### Requests
1. Reproduce the portion of the cricket match report starting with "SK Flashback: A" and going on through "and so it was.".
2. According to the cricket match report, what was England's final total?

### Given text
<<<<
SK Flashback: A semi-final battle right down to the wire
In the previous World Cup, both these teams had lost in the semi-finals. This time one of them had the chance to make it to the final. The pundits forecasted a hotly-contested match, and so it was.
England’s fragile batting was exposed again as they made a laboured start. The captain Mike Brearley dug in, and along with Graham Gooch put on 58 runs for the third wicket. By the time Brearley was dismissed, 35 overs had been bowled with the score reading 96 for three. Gooch continued his good work and was eventually out for 71. The score at that stage was 177 after 50 overs. Derek Randall, batting unusually low at no. 7, then played a very valuable hand, and was instrumental in raising the English run-rate. The last three overs produced 25 runs, taking the total to 221 for eight. But this would require some defending.
The New Zealanders seemed a determined lot, but the progress was slow as the English bowlers were on target. John Wright and Bruce Edgar raised 47 for the first wicket. Glenn Turner played a determined innings in the middle, but none of the batsmen was able to boost the run-rate. After 35 overs the score of 96 was the same as England’s at that stage. But after 50 overs, New Zealand had fallen behind, having notched up only 154 runs. The asking-rate had climbed to nearly 7 runs per over.
>>>>
### Dataset
<<<<
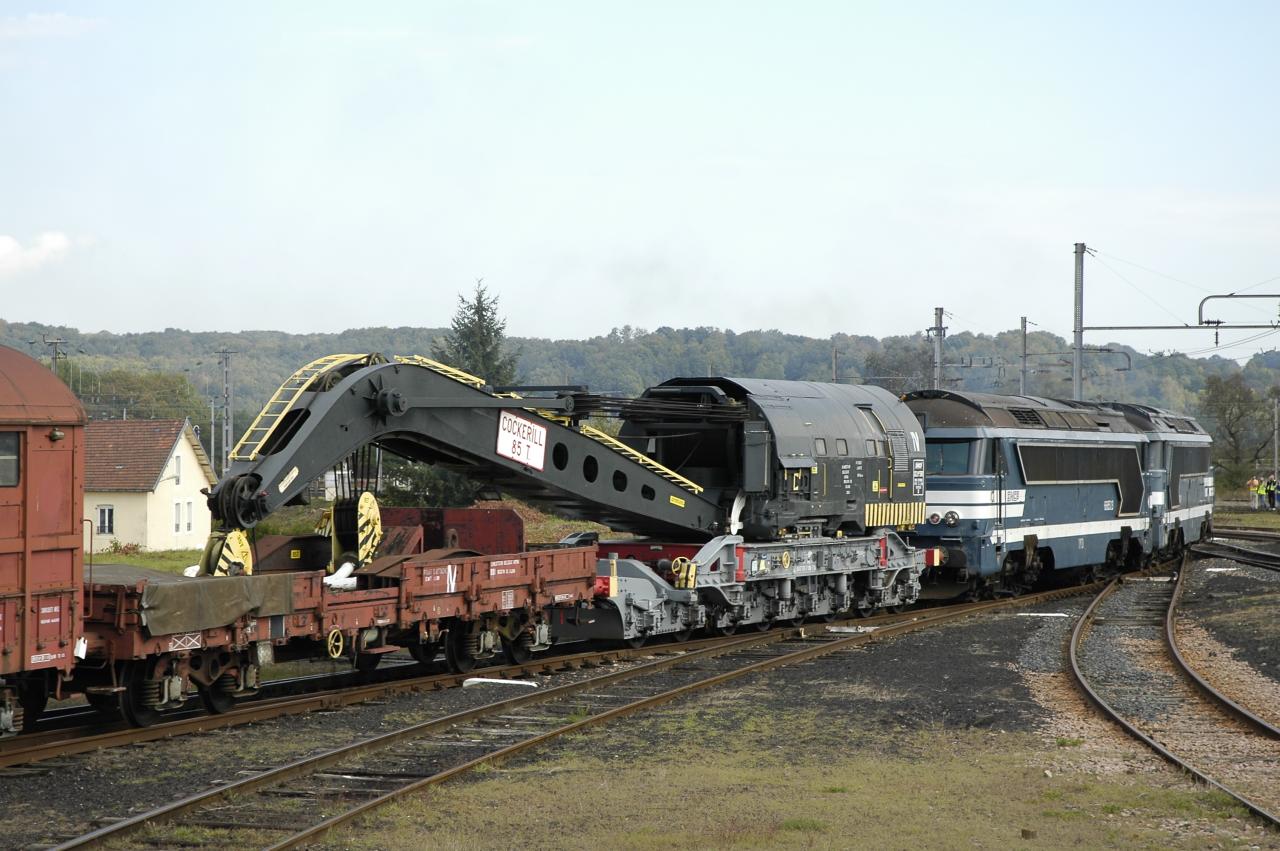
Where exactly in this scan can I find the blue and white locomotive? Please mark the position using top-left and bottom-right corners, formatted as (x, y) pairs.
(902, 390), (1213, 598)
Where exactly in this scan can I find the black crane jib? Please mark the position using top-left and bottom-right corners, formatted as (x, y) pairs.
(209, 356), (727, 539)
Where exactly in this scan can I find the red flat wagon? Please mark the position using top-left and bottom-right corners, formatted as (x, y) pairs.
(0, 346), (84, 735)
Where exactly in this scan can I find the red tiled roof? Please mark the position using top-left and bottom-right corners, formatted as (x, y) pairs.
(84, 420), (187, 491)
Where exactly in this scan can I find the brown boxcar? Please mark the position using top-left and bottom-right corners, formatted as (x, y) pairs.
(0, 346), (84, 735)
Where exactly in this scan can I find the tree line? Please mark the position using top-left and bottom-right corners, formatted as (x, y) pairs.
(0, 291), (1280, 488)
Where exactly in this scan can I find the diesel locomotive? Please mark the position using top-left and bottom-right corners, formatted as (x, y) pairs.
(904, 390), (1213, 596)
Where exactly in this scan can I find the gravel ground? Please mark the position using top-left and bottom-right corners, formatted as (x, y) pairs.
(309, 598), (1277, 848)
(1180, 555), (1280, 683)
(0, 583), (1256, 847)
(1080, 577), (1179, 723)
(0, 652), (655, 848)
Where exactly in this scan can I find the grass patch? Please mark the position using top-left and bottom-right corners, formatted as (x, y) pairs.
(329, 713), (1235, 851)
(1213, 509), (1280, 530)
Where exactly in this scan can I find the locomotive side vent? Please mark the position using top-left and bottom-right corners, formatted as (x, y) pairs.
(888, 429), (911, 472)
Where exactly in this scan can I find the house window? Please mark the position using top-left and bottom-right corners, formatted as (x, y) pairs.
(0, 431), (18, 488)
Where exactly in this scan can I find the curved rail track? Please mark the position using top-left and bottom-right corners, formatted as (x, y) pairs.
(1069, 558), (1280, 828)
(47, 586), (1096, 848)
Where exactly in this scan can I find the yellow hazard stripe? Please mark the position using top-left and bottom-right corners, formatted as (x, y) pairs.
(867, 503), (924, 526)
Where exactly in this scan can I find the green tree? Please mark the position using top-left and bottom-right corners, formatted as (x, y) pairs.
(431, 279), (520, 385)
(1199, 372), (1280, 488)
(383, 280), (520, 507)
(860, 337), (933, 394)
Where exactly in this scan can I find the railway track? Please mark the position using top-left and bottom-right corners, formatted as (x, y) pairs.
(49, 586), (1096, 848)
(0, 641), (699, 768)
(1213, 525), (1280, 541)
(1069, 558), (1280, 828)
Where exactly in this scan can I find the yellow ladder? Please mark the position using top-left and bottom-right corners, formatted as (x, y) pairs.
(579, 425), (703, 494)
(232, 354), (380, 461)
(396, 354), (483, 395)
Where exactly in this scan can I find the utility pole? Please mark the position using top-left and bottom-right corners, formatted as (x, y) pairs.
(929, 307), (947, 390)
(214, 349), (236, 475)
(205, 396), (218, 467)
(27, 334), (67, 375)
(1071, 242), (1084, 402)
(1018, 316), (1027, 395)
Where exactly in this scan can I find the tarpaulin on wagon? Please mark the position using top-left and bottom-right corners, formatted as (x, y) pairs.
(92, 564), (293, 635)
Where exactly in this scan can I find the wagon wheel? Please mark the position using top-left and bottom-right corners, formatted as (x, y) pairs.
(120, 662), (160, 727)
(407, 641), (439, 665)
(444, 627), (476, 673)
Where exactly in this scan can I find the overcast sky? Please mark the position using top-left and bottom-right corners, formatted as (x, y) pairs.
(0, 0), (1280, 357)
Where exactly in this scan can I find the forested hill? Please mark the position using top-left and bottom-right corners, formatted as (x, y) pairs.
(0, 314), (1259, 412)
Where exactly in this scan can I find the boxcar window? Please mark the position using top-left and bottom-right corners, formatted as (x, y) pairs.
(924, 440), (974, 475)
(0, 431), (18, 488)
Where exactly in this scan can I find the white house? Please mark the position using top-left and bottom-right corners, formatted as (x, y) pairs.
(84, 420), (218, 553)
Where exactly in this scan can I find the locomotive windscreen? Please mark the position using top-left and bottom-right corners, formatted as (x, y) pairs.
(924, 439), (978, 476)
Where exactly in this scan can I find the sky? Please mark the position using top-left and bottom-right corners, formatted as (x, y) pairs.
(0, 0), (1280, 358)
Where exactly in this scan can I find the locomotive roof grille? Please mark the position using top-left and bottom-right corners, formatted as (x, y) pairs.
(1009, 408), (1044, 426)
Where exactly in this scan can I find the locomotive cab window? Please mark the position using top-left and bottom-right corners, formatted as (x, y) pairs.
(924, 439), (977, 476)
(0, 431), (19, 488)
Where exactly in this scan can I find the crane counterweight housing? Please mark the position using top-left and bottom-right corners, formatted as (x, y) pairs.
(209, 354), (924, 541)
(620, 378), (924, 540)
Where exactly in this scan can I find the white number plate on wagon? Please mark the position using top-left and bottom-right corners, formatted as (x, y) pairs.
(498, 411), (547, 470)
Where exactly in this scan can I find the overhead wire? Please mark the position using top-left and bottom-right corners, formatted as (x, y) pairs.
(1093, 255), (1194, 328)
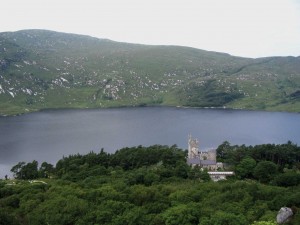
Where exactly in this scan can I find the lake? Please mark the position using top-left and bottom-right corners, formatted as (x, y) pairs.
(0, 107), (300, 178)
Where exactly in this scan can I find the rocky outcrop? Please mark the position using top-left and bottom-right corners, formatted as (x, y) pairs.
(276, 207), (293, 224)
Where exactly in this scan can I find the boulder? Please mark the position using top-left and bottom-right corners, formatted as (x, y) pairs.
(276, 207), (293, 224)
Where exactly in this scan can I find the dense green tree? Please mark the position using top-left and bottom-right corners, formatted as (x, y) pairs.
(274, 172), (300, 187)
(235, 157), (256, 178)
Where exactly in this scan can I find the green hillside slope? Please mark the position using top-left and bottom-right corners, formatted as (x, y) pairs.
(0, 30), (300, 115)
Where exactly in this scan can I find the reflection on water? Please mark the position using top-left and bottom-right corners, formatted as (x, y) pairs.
>>>>
### Written responses
1.
SK Flashback: A semi-final battle right down to the wire
In the previous World Cup, both these teams had lost in the semi-finals. This time one of them had the chance to make it to the final. The pundits forecasted a hotly-contested match, and so it was.

2. 221 for eight